Please convert the data below, from the line containing "On this screenshot, the baby's ear" through the line containing "[440,533,1022,856]", into a Markdown table with the columns Row and Text, numbering each line and omitting blank lines.

DATA LINES ::
= = = =
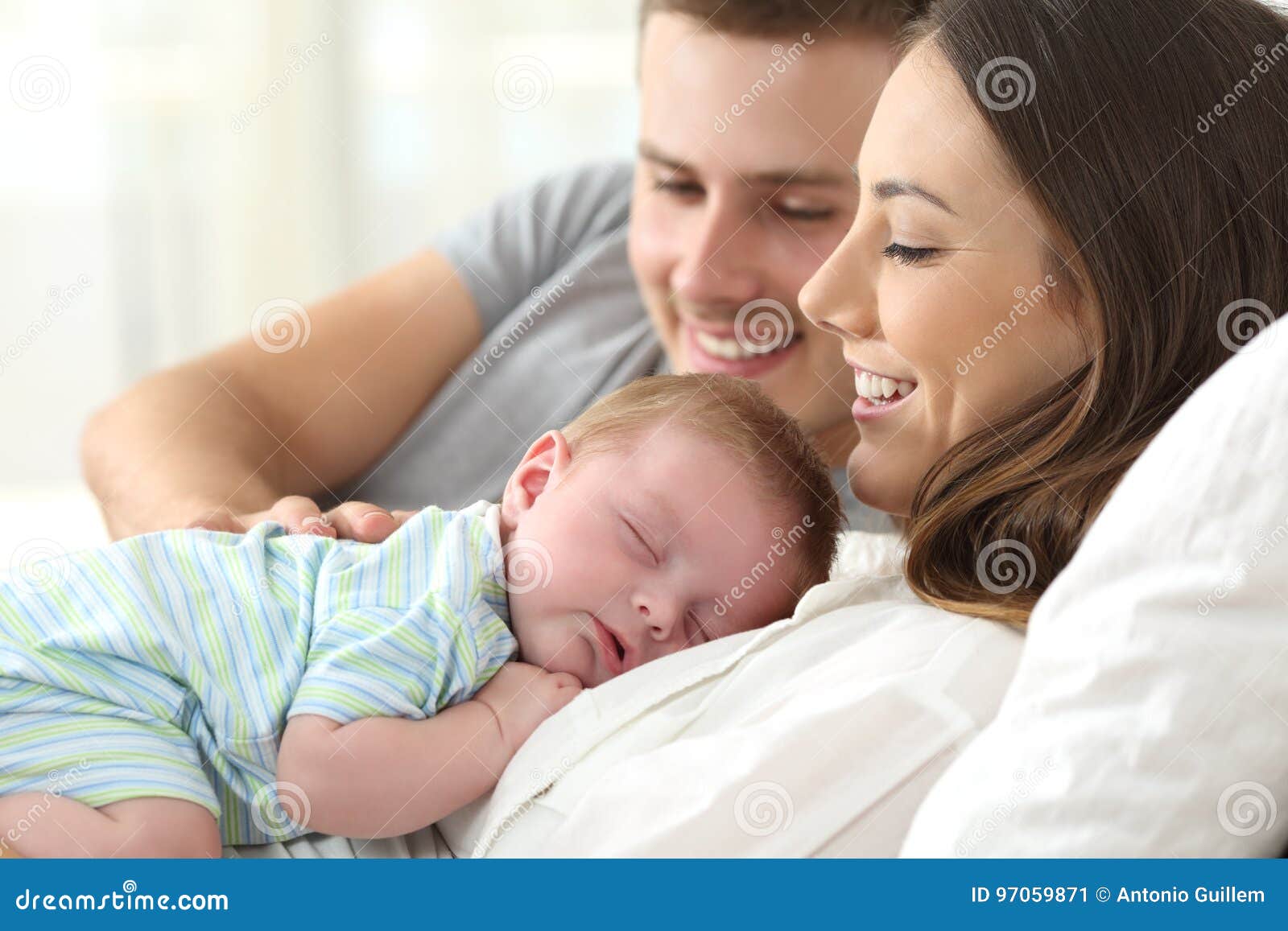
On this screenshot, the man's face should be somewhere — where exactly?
= = = =
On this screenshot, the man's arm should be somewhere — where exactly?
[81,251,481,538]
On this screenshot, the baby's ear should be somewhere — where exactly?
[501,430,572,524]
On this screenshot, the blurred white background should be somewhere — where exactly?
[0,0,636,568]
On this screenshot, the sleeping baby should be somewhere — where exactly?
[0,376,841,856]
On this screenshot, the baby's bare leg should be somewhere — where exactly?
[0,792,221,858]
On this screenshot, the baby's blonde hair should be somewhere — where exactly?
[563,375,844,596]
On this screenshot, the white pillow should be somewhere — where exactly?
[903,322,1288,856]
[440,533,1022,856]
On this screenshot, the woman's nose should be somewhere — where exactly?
= = = =
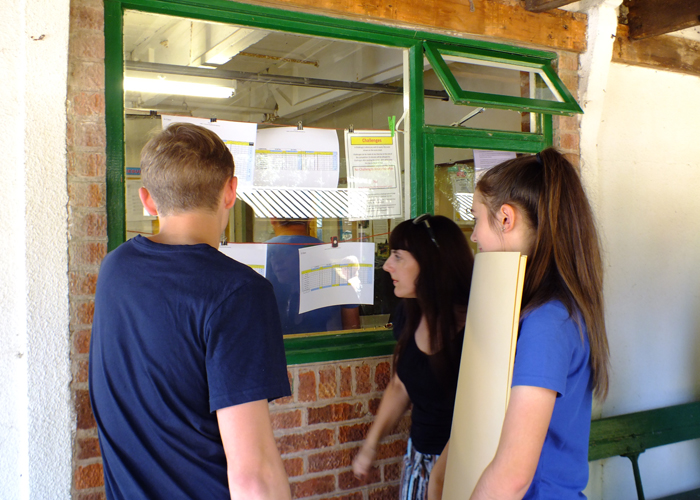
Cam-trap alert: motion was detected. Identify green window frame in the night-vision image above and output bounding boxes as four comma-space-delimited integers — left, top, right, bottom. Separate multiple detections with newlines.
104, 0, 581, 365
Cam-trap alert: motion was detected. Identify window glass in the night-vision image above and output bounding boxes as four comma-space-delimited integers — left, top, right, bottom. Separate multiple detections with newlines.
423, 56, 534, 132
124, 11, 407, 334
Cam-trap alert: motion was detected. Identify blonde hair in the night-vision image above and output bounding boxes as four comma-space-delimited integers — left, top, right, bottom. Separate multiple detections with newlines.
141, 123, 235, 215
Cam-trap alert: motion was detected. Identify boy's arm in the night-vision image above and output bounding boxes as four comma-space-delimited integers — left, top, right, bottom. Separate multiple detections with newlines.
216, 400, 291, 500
= = = =
FULL RESPONSE ::
| Row | Text |
|---|---|
| 1 | On this screenshot, the baby's ear should be somewhere — where exactly? |
| 2 | [501,430,572,524] |
| 3 | On this screenshot, the blurred white background should be somewhere — where exactly? |
| 4 | [0,0,636,568] |
| 5 | On this screenshot, the sleeping baby should be somewhere — where exactly? |
| 6 | [0,376,841,856] |
| 7 | On this screenshot, the baby's bare leg should be somewhere — where exactly? |
| 8 | [0,792,221,858] |
| 9 | On this screenshot, the baby's blonde hair should be somewhere — where exactly? |
| 10 | [563,375,844,596] |
| 11 | On this screenshot, the white pillow should be somewhere — where exactly? |
| 12 | [903,322,1288,856] |
| 13 | [440,533,1022,856] |